Repeat back the entries that follow, keeping every word as it is.

#### DATA EXTRACTS

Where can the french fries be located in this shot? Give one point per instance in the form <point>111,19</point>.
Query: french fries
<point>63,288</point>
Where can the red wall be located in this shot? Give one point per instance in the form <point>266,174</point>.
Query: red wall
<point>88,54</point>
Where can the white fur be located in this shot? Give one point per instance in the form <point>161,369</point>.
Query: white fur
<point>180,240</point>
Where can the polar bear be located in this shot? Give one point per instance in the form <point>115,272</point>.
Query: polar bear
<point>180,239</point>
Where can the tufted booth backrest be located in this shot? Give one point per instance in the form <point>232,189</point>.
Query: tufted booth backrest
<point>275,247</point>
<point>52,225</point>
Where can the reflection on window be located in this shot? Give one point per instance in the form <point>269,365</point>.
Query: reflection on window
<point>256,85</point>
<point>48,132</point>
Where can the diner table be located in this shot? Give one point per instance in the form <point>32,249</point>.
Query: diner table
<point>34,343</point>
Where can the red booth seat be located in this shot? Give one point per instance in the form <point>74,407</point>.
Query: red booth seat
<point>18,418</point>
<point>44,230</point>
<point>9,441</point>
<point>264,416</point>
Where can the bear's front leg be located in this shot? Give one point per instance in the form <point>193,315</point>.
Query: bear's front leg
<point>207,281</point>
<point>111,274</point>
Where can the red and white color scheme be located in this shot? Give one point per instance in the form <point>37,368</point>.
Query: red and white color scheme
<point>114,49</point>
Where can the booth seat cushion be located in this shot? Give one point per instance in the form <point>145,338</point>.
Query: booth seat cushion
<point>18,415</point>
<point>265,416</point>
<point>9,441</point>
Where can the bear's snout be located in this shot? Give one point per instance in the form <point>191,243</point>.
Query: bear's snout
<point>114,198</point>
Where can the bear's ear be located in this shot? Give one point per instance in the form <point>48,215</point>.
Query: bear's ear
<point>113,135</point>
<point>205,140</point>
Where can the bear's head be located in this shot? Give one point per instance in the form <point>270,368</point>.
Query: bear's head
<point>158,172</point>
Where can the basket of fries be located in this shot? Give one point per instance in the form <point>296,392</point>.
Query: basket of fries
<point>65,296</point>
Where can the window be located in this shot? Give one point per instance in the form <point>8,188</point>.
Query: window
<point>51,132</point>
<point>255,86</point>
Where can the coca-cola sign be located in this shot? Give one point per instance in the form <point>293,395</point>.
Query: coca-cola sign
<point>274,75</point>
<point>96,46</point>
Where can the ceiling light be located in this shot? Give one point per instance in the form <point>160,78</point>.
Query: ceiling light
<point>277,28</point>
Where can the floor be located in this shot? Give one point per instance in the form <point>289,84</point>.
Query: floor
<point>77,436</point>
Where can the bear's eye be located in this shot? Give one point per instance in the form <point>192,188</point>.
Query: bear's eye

########

EXERCISE OUTPUT ->
Where can the french fries be located in this shot? Give one point per instance in the form <point>111,19</point>.
Query: french fries
<point>63,288</point>
Where can the red wall be located in this shot? Give one point per instance in the form <point>266,174</point>.
Query: red wall
<point>88,54</point>
Where can the white fur be located in this shot? Give one point per instance in the form <point>161,369</point>.
Query: white fur
<point>180,240</point>
Where can the polar bear be located in this shot? Give one point per instance in the form <point>115,272</point>.
Query: polar bear
<point>180,239</point>
Where can the tufted booth backrest be located in this shot? Give one point per instance in the form <point>232,189</point>.
Query: tufted booth backrest
<point>275,247</point>
<point>52,225</point>
Where can the reflection on window be located in this shot? Give one point per instance in the form <point>269,365</point>.
Query: reflection on window
<point>256,85</point>
<point>48,132</point>
Where can the diner table be located in this shot? Give one point per instance in the form <point>32,249</point>.
Query: diner table
<point>34,343</point>
Where can the red booth seat be located in this shot? Give one point per instance in the form <point>74,407</point>.
Query: red booth seat
<point>18,418</point>
<point>44,230</point>
<point>9,441</point>
<point>264,416</point>
Where can the bear's front leg be located in this shot? Give one point per instance in the form <point>193,315</point>.
Query: bear's front leg
<point>207,281</point>
<point>111,274</point>
Where can the red and white color scheme be located in this shot? Give one point per instance in the form <point>37,368</point>.
Query: red and white color scheme
<point>114,49</point>
Where can the booth seat cushion be located in this shot? Give one point per instance in the form <point>145,338</point>.
Query: booth seat cushion
<point>18,415</point>
<point>265,416</point>
<point>9,441</point>
Where can the bear's snout be located in this shot? Give one point per instance in the form <point>191,243</point>.
Query: bear's snout
<point>114,198</point>
Where can the bear's ear be located in this shot? Give one point per instance in the form <point>48,215</point>.
Query: bear's ear
<point>113,135</point>
<point>205,140</point>
Where can the bear's head be located in this shot? Give one point per instance in the form <point>270,368</point>.
Query: bear's head
<point>158,172</point>
Where can the basket of fries be located in this shot? Give one point per instance in the form <point>296,392</point>.
Query: basket of fries
<point>65,296</point>
Where can the window be located in this shot? Give one point per instance in the form <point>8,188</point>.
Query: window
<point>51,132</point>
<point>255,86</point>
Where can the coca-cola sign be located in this shot? Give one point per instance in the form <point>293,395</point>.
Query: coca-cola sign
<point>274,75</point>
<point>96,46</point>
Where can the ceiling light be located in this shot? Give one point per instance in the form <point>160,78</point>.
Query: ceiling light
<point>277,28</point>
Where can the floor be located in this shot? Give one point per instance in the form <point>289,84</point>.
Query: floor
<point>77,436</point>
Where can the bear's eye be located in this shot? Give one point per instance in the form <point>192,188</point>.
Query: bear's eye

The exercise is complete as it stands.